Saved data entries
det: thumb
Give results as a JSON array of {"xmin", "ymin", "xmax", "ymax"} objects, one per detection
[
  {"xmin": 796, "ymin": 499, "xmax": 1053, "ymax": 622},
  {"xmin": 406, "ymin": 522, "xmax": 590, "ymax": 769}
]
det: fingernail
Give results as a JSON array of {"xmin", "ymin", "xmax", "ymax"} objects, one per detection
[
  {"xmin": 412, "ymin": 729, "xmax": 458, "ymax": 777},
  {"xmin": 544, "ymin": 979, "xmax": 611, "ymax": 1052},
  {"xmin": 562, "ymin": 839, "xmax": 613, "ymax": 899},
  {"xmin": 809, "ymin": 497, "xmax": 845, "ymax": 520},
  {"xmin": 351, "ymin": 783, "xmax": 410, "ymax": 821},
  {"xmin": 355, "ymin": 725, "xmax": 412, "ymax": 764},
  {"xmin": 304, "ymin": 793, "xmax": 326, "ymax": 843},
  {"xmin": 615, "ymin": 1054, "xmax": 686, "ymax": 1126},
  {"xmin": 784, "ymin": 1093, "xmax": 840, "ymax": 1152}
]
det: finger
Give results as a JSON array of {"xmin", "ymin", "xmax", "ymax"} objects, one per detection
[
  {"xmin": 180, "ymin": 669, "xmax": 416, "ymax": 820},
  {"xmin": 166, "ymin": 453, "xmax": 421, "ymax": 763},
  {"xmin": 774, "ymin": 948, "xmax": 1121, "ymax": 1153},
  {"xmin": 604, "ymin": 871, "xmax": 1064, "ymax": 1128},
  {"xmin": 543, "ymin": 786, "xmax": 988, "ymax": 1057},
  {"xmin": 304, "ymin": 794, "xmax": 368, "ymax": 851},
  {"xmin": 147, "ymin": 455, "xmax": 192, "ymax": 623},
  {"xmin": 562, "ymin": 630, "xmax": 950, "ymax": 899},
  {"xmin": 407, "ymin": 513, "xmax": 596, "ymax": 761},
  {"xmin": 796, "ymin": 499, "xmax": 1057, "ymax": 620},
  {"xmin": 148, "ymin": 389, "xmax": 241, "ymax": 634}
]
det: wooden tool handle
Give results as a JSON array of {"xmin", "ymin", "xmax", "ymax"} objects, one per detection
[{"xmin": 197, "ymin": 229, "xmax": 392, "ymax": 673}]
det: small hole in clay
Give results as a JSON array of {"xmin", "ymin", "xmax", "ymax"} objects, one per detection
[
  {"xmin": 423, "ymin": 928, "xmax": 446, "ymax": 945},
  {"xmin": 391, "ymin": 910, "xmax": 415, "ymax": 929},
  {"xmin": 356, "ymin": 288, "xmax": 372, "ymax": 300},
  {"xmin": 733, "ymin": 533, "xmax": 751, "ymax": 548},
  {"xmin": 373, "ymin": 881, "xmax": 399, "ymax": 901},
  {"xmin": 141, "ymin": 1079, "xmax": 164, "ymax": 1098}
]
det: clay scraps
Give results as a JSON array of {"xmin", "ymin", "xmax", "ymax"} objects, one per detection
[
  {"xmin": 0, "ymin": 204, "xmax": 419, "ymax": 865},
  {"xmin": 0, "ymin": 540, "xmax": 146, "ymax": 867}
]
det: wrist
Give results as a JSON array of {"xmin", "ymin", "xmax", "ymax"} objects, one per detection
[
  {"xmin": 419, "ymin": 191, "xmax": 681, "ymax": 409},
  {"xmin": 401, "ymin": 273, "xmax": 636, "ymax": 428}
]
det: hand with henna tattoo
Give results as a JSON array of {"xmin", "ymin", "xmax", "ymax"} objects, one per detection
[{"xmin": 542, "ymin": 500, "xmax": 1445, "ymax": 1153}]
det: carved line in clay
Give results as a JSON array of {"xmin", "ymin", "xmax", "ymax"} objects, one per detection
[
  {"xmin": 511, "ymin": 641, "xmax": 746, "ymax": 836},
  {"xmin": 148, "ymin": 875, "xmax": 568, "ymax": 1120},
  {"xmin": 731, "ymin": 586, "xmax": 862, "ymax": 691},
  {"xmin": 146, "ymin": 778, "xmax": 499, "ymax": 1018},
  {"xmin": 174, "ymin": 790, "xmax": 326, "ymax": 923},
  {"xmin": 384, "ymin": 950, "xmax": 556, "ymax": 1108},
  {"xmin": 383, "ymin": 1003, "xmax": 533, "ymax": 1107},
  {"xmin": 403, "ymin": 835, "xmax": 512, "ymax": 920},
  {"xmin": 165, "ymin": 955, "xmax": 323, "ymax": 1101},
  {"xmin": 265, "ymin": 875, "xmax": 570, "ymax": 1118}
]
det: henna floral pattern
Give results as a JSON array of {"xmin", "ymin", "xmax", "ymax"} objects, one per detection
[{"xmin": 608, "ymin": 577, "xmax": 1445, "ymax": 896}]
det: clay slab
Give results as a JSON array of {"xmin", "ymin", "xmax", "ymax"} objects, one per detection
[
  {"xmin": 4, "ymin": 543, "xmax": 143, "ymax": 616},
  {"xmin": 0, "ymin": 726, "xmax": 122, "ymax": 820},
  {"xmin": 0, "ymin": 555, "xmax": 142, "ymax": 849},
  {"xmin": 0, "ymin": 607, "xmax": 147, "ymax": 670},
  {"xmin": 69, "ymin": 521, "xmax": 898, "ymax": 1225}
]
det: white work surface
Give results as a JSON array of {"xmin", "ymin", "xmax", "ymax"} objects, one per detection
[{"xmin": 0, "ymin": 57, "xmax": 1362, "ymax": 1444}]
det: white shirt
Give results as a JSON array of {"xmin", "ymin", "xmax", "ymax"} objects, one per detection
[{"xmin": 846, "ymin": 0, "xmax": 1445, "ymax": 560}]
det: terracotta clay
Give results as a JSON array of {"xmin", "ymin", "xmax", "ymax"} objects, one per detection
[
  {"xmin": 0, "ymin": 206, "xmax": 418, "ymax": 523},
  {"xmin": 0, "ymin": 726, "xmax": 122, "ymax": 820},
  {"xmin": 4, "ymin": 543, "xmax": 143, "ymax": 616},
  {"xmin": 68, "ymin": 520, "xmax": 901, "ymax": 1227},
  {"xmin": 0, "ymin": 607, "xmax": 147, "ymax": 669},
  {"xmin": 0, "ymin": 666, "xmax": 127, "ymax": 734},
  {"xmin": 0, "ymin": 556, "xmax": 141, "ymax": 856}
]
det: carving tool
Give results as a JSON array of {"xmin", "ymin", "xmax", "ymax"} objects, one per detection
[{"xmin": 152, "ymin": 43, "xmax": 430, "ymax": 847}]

→ Prompt: Return exactly the lines in the records above, beginning with the one that holds "det: white shirt" and ending with the last.

→ Answer for the task:
det: white shirt
Give results as a JSON array of {"xmin", "ymin", "xmax", "ymax"} objects, one per detection
[{"xmin": 846, "ymin": 0, "xmax": 1445, "ymax": 560}]
det: terracotta clay
Give results as a JSON array of {"xmin", "ymin", "xmax", "ymax"} objects, one per detection
[
  {"xmin": 0, "ymin": 206, "xmax": 418, "ymax": 523},
  {"xmin": 0, "ymin": 726, "xmax": 122, "ymax": 820},
  {"xmin": 4, "ymin": 543, "xmax": 143, "ymax": 616},
  {"xmin": 68, "ymin": 520, "xmax": 901, "ymax": 1227},
  {"xmin": 0, "ymin": 607, "xmax": 147, "ymax": 669},
  {"xmin": 0, "ymin": 666, "xmax": 127, "ymax": 734},
  {"xmin": 0, "ymin": 556, "xmax": 141, "ymax": 856}
]
det: carving tool
Give results as a JSON array of {"xmin", "ymin", "xmax", "ymax"} objects, one per detection
[{"xmin": 152, "ymin": 43, "xmax": 430, "ymax": 847}]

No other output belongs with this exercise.